* _Problem statement_
Using the entries below, quote exactly the span of lines that begins with the line containing "of the roadside" and ends with the final line.
— Start of Given data —
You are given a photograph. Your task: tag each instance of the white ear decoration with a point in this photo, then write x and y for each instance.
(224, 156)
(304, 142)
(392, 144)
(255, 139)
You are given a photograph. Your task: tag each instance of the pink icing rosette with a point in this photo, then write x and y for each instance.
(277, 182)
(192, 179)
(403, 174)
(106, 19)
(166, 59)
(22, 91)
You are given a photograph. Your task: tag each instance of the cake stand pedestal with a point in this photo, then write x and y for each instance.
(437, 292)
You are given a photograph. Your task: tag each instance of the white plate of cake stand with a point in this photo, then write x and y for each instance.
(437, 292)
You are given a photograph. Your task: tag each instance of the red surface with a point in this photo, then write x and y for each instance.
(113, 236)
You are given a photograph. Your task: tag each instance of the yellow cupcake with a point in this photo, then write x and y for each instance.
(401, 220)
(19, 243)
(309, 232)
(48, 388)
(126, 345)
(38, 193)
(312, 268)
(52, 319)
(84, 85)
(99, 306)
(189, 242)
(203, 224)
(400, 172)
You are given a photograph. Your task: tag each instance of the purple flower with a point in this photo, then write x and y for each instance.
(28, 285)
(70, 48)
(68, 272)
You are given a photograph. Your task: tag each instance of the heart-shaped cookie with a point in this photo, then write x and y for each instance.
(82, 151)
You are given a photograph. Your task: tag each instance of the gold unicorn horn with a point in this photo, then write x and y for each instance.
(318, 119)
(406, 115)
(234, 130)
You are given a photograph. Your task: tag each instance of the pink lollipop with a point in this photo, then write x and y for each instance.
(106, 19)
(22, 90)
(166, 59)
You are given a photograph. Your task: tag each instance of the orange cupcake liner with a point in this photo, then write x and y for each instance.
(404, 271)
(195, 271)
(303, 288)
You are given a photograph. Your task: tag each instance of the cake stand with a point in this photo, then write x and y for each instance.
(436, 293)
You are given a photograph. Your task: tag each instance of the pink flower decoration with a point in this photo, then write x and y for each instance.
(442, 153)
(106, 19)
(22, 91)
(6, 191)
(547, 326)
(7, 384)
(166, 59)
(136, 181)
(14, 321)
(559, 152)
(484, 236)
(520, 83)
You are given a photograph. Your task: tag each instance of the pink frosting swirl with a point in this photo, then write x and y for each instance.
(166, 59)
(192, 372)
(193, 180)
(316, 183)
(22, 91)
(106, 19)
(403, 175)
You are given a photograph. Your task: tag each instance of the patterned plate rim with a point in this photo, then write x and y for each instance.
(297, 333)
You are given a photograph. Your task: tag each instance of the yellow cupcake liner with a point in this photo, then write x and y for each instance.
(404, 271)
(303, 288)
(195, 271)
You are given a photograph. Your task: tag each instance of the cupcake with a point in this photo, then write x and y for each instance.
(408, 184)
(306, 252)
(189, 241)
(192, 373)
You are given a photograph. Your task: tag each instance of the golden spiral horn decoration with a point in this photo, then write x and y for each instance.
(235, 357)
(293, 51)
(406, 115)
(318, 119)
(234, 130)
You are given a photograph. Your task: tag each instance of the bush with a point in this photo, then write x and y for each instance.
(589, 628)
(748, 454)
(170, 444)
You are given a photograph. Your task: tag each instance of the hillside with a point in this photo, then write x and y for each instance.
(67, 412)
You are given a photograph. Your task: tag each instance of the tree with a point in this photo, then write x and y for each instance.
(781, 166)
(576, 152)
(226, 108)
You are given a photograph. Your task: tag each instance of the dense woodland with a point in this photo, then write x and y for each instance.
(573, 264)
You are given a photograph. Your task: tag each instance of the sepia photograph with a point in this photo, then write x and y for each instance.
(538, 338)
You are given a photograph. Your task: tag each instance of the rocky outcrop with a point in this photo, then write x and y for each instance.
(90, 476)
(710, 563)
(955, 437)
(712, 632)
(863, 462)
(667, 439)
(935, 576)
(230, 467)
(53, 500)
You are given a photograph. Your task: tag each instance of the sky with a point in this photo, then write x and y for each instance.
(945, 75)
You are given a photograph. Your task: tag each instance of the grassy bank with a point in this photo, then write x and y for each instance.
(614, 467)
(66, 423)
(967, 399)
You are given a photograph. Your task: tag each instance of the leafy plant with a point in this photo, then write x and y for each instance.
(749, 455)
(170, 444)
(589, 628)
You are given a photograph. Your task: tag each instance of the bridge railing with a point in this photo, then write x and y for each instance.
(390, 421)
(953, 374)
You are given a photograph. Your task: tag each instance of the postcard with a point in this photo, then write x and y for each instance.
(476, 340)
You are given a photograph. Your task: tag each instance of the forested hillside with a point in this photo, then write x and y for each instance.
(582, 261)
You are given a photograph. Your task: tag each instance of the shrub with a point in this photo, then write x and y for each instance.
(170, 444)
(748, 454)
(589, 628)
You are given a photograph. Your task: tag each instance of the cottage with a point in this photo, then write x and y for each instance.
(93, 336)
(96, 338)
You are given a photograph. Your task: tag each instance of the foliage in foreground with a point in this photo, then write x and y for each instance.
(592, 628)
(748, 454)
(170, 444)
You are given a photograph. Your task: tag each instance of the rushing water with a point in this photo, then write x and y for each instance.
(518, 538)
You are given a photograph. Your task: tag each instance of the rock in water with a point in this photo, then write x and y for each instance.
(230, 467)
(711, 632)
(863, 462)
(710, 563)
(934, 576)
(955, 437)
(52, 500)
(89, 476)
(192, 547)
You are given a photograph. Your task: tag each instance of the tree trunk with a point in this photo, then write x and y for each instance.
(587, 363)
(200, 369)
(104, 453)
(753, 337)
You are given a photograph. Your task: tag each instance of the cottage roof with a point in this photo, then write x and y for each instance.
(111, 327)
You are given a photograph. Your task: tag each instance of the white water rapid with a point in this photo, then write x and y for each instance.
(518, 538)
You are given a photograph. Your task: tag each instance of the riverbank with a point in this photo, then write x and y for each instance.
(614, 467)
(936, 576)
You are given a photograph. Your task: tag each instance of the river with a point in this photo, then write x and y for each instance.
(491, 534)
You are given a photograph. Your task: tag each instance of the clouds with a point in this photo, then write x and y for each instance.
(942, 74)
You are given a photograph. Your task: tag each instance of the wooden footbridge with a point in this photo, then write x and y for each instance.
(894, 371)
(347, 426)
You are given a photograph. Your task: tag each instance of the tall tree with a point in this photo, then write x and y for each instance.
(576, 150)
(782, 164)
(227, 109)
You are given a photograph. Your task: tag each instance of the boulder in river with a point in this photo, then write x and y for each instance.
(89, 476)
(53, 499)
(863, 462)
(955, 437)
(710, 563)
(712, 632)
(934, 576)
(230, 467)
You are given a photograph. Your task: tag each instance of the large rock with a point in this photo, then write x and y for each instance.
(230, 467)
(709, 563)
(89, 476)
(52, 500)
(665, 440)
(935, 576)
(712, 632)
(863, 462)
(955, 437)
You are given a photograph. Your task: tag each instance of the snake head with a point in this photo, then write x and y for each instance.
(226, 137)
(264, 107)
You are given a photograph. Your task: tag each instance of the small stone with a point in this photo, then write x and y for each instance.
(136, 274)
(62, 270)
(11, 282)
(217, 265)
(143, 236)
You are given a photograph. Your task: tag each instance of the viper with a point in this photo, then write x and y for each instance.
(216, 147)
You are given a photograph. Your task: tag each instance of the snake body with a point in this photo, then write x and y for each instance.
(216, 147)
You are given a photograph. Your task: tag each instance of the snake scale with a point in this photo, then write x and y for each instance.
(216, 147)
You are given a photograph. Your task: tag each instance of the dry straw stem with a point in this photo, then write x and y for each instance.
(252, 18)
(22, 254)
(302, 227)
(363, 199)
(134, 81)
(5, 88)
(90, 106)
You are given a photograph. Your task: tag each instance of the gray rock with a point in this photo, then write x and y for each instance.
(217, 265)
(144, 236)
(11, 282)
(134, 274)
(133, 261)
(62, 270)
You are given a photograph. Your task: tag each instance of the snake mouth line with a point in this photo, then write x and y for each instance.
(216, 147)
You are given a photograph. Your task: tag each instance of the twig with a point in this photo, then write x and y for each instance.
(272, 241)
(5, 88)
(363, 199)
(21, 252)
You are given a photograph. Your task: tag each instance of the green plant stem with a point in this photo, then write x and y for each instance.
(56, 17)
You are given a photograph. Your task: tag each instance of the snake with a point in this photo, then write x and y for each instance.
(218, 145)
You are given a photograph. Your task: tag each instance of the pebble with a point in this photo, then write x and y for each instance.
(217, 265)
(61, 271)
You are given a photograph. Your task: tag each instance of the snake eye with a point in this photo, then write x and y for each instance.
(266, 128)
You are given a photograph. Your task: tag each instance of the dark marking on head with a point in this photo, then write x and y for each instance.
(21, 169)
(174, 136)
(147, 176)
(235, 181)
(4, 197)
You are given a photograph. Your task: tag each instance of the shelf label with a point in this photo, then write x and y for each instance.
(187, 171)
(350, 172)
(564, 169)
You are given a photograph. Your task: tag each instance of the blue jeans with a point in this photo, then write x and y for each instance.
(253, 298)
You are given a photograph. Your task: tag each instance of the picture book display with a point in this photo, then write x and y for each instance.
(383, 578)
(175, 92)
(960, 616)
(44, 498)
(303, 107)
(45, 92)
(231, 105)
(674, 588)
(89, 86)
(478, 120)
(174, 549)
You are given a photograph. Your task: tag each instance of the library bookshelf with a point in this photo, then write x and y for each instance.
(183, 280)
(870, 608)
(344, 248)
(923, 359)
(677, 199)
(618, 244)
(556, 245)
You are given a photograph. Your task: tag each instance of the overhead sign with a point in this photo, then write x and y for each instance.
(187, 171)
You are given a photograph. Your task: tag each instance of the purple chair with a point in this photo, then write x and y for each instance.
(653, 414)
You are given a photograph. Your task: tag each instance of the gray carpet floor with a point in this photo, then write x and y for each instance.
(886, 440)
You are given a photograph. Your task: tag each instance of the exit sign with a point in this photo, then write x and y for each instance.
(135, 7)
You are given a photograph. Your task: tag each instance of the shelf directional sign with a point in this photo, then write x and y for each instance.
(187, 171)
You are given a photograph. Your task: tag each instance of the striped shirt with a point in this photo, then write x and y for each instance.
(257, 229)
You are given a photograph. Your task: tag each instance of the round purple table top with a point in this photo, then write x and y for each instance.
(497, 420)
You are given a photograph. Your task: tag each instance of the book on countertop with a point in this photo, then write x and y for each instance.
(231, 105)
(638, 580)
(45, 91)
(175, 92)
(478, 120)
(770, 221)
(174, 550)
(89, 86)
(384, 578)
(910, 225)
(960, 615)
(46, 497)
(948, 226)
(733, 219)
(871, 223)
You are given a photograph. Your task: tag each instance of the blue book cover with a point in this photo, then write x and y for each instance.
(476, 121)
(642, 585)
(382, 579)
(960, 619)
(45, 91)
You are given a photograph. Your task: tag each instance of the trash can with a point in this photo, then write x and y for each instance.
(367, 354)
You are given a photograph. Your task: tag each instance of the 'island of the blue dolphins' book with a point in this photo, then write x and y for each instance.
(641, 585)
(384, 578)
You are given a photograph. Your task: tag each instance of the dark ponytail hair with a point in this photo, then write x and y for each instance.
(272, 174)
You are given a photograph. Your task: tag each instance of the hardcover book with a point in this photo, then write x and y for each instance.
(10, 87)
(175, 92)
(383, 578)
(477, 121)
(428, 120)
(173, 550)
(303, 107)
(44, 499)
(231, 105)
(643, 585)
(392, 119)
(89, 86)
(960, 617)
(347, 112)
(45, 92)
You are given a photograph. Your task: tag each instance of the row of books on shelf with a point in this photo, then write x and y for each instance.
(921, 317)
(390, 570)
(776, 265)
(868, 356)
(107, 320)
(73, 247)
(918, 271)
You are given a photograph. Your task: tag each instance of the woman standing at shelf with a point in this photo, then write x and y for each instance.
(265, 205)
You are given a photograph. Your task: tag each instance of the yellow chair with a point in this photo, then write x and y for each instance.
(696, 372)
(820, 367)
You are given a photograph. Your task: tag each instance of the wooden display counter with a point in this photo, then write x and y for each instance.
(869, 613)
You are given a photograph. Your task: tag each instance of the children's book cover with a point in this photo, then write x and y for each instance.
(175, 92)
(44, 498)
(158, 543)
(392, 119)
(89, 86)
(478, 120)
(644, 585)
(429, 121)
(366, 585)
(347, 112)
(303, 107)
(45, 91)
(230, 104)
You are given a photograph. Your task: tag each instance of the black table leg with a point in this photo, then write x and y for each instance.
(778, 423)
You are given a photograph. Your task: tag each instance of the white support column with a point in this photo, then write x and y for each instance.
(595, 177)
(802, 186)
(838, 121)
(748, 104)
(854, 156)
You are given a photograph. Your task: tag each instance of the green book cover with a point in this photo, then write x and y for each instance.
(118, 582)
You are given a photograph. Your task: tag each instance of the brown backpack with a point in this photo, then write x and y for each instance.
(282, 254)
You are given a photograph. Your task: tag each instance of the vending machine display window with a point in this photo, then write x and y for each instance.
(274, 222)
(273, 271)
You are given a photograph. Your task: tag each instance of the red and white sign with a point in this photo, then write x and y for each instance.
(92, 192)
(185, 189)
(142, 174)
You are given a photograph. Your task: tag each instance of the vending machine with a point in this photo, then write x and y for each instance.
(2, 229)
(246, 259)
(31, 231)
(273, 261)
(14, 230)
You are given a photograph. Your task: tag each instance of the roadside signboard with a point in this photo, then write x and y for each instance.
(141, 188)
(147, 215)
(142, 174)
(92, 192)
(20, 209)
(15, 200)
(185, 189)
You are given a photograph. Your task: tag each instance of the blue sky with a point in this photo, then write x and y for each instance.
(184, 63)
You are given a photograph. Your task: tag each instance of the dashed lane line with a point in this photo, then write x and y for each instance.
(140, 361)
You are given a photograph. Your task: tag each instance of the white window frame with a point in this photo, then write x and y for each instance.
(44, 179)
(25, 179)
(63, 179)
— End of Given data —
* _Solved problem_
You are given a photograph. Your task: tag each instance of the roadside signboard with a point in this photo, then write x and y for each instance.
(141, 188)
(147, 215)
(142, 174)
(92, 192)
(20, 209)
(15, 200)
(185, 189)
You are given a photograph. Your task: tag each instance of the blue sky with a point in this photo, then write x and y for each instance.
(184, 63)
You are given a photograph. Your task: tag each instance of the dashed lane line with a point in this photo, then write x and y for each instance.
(140, 361)
You are given a photograph. Your task: tag each instance of the white window frame with a point in this photo, then write x and y for each instance.
(44, 179)
(25, 179)
(63, 179)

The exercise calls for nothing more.